WHAT YOU SHOULD DO>
Identify each line in the entries below that contains the word "black", and copy those lines. A match must have the same letter case.

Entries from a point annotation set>
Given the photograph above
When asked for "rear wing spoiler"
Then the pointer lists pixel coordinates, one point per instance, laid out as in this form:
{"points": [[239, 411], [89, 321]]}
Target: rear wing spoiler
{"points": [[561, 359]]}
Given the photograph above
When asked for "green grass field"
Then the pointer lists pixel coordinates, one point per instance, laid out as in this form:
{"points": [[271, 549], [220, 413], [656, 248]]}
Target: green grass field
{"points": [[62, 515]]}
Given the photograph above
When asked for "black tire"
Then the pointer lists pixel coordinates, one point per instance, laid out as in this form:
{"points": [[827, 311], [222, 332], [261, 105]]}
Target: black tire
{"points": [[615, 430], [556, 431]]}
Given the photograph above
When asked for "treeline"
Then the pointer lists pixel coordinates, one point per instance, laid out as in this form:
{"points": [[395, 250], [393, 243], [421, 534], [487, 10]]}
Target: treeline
---
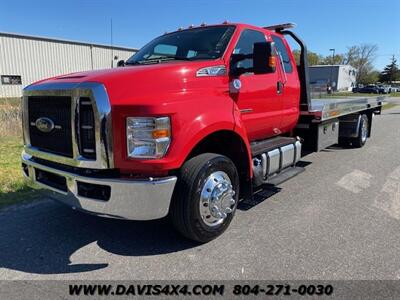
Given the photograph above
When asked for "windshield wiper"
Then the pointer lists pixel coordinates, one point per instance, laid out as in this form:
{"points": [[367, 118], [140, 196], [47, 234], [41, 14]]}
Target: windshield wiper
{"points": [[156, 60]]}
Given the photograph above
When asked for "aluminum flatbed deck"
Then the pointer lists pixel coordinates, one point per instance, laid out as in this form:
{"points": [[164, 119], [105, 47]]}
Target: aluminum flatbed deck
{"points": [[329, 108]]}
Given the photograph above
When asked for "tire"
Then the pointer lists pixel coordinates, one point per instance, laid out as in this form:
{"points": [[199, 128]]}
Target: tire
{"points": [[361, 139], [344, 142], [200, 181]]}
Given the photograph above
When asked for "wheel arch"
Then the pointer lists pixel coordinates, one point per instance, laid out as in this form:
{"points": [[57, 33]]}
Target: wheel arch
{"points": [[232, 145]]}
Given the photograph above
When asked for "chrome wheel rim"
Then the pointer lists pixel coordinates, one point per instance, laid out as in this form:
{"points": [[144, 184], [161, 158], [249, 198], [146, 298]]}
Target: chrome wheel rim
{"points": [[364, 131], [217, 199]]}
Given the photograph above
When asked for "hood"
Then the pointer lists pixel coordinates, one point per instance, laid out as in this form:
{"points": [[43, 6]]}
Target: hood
...
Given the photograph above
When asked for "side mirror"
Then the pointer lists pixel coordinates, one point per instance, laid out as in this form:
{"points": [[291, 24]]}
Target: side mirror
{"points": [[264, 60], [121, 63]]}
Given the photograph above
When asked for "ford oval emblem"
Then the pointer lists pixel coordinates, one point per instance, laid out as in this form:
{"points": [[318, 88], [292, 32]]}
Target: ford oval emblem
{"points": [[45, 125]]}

FINISHED EXERCISE>
When asked for "black tire"
Target: black tire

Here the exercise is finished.